The task
Reproduce each of the items below verbatim, with every character unchanged.

Dataset extract
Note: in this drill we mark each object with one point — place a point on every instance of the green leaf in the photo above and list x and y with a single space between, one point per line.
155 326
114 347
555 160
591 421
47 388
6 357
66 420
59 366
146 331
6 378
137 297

The reply
Note: in this drill we mark each object with one point — place a point on every instance of the green leaf in the photo above and list x and y with a single space between, one point per line.
155 326
114 347
555 160
591 421
47 388
6 357
66 420
59 366
146 331
6 378
137 297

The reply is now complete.